→ Excerpt provided:
● ● ● ●
Long Term Memory & Working Memory
- Working Memory only holds 4 chuncks of information and often needs repeating.
- Long term memory is more like a storage while short term memory is like a bad neural blackboard that is very unclear.
- When you put something in your memory you need to revisit it at least a few times in order to increase the chance to think of it when you need it.
- Long term memory is huge.
- When you encounter something new, you often use your working memory. If you hope to move it into your long term memory, you will need to practice and time. You can do spaced repetition, but you must do it with a few days in between.

- Extending your practice over several days does make a difference.
- Research has shown that if you try to glue things into your memory by repeating something 20 times in one evening for example, it won’t stick nearly as well as if you practice it the same number of times over several days. Spaced repetition builds stronger neural structures by repeating them over a number of days.
- If you don’t leave time for the mortar to dry, that is time for the synoptic connections to form and strengthen, you won’t have a very good structure that can last)
The Importance of Sleeping in Learning
- Just plain being awake creates toxic products in your brain
- When we sleep, there will be fluid that can flow past these cells and wash the toxins out. We want to avoid taking tests or doing anything difficult with little sleep the night before cause its like trying to think with poison on the brain.
● ● ● ●
→ Tasks for this exercise:
a) Translate this sentence from the notes on memory and sleep into Spanish: "Spaced repetition builds stronger neural structures by repeating them over a number of days."
b) Answer these questions using the notes on memory and sleep.
(i) How many chunks of information does working memory hold?
(ii) How many times does the research example have someone repeat something in one evening?
(iii) What does the fluid do to the toxins during sleep?
c) Resume the notes on memory and sleep after their last sentence.

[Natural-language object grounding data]
● ● ● ●
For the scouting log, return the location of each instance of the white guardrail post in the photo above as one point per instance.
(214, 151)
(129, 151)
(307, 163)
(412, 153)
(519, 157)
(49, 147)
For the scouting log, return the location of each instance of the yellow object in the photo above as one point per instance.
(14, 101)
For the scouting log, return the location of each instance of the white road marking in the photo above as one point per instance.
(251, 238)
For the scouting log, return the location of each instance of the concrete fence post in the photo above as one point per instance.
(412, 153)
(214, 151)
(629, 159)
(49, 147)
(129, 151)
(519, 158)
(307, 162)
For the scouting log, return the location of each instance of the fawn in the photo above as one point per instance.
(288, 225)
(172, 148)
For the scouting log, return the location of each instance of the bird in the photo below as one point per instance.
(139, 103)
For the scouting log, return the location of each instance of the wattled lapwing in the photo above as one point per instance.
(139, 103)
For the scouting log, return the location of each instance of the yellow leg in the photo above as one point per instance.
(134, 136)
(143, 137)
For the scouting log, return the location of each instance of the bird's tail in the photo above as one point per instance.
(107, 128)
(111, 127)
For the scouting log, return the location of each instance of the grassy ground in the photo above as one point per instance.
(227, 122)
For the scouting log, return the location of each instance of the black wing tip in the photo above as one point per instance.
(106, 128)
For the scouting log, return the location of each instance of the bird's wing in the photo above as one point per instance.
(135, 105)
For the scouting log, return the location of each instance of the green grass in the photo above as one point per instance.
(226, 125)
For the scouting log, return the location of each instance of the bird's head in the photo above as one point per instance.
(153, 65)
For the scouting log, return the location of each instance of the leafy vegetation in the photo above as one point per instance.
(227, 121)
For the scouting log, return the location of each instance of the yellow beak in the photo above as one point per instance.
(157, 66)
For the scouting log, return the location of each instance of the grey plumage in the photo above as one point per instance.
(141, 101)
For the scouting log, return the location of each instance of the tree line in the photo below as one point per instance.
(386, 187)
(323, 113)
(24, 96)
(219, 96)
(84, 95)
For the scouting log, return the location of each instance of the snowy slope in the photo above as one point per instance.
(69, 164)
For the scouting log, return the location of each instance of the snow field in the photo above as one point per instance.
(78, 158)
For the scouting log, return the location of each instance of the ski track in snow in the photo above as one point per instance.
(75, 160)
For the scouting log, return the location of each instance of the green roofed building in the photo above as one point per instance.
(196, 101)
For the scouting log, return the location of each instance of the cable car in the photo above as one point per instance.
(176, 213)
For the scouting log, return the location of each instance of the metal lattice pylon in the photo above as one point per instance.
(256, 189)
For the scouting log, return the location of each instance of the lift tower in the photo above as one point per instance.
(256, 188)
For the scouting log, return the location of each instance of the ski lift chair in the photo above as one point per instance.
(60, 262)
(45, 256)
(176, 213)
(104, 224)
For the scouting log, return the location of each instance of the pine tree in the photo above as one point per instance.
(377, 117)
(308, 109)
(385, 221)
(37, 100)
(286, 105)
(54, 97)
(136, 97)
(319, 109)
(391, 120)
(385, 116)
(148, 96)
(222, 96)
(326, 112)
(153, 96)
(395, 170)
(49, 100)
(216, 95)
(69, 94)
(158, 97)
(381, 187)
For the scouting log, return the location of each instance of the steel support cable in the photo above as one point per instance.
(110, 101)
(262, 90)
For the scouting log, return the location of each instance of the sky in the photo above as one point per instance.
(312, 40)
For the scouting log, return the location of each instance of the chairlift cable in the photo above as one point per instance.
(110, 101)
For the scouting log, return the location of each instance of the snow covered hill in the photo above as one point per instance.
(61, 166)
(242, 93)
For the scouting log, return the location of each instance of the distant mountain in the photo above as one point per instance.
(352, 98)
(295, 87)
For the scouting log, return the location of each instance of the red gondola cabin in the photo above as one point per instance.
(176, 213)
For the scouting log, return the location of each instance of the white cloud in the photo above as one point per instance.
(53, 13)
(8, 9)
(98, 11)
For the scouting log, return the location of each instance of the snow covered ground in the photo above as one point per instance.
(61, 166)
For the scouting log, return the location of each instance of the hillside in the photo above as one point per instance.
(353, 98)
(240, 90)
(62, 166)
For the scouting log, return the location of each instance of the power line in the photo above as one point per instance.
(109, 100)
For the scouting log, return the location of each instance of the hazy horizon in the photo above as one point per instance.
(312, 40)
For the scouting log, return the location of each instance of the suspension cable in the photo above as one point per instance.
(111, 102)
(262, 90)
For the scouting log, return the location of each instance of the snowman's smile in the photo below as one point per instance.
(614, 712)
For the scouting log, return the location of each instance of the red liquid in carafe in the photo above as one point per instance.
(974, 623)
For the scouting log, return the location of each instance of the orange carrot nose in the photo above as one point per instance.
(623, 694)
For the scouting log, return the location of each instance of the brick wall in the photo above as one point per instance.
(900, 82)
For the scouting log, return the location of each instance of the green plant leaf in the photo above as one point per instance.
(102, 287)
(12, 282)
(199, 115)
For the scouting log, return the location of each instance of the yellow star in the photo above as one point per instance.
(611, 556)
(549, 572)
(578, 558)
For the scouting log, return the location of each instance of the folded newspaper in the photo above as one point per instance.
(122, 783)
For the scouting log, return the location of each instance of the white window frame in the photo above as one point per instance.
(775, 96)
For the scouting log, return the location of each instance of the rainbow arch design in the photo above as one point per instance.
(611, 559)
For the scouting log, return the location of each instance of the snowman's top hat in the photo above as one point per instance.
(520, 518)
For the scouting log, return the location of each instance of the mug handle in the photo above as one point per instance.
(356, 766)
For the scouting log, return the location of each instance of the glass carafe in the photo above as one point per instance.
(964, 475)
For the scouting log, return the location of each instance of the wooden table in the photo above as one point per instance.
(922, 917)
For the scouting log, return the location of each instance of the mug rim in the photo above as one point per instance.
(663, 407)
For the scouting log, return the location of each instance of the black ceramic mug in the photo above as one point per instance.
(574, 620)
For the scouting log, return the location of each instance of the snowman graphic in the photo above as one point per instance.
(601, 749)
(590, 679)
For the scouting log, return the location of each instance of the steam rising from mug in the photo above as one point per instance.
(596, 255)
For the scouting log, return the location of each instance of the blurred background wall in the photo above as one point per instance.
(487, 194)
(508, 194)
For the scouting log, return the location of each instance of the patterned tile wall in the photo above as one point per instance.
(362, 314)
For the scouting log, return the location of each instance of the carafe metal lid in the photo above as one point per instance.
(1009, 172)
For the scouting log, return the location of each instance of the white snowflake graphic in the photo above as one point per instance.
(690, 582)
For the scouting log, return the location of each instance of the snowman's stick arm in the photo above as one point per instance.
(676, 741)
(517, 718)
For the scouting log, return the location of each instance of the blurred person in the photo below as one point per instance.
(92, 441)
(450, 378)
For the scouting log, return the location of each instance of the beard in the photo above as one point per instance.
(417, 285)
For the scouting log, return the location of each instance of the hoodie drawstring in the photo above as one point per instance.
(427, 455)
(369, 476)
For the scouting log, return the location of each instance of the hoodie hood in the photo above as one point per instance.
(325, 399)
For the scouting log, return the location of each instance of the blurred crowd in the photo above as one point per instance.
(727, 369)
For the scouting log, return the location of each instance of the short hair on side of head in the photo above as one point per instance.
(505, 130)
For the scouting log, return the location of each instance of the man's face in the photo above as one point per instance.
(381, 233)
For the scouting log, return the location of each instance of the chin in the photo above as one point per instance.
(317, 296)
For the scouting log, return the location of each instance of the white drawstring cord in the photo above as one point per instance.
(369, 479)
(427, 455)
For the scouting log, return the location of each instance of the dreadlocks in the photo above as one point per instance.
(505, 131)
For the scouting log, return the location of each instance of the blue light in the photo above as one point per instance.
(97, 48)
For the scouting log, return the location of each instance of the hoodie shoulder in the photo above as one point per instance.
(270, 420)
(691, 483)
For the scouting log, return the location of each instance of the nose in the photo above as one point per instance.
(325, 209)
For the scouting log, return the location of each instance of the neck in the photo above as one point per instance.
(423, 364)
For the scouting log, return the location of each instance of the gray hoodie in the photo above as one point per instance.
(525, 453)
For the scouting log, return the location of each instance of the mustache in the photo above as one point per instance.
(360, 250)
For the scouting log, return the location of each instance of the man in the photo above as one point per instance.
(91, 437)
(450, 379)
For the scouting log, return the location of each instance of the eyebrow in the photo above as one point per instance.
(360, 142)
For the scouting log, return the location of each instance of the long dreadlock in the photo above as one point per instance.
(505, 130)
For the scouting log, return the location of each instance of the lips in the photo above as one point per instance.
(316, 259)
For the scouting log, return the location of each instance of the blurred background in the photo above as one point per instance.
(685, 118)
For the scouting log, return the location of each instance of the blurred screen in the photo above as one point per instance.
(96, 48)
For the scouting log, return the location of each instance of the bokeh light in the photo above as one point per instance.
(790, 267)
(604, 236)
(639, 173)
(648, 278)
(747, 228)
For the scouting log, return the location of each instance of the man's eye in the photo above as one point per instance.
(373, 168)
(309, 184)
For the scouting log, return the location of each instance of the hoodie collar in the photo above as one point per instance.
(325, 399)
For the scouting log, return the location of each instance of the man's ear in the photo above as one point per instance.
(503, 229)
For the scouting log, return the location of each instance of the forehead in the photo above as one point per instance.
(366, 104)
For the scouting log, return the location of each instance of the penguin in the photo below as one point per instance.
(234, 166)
● ● ● ●
→ Per-task outputs:
a) La repetición espaciada construye estructuras neuronales más fuertes al repetirlas a lo largo de varios días.

b)
(i) Four.
(ii) Twenty.
(iii) It flows past the cells and washes the toxins out.

c)
- Too little sleep over too long of a time can also be associated with all sorts of nasty conditions including headaches, depression, heart disease, diabetes and just plain dying earlier.
- During sleep, your brain tidies up ideas and concepts you’re thinking about and learning. It erases the less important parts of memories and simultaneously strengthens areas that you need or want to remember.
- During sleep, your brain also rehearses some of the tougher parts of whatever you’re trying to learn, going over and over neural patterns to deepen and strengthen them. Studying what you want to learn before sleep increase the chance of dreaming about it which strength the memory.
- Sleep has also been shown to make a remarkable difference in your ability to figure out difficult problems and to understand what you’re trying to learn. It’s as if the complete deactivation of the conscious you in the prefrontal cortex at the forefront of your brain helps other areas of your brain start talking more easily to one another allowing them to put together the neural solution to your learning task while you’re sleeping.
- If you’re going over what you’re learning right before you take a nap or going to sleep for the evening, you have an increased chance of dreaming about it.
Interview with Dr. Terrence Sejnowski interesting points
- He likes to learning by doing (instead of reading)
- When dealing with boring lectures, ask a question. Active learning is better than passive learning.
- Jogging and exercising to help with diffuse mode, which help with new ideas. But very often these new ideas vanish, that's why he brings a little notepad with him so that he can write it down before he forgets them.
- You have same number of neurons since you were born, some may even die. However, you will have new neurons in your Hippocampus even as an adult.
- Experiment number of neurons in rats’ Hippocampus will be increased after talking to other rats. If that is not an option, exercise will also increase neurons in Hippocampus.
- Being surrounded by creative people help yourself to become creative.
- Test tip: test is like a skill and can be learned. For example when you are stuck in one question, go to the next one and then go back.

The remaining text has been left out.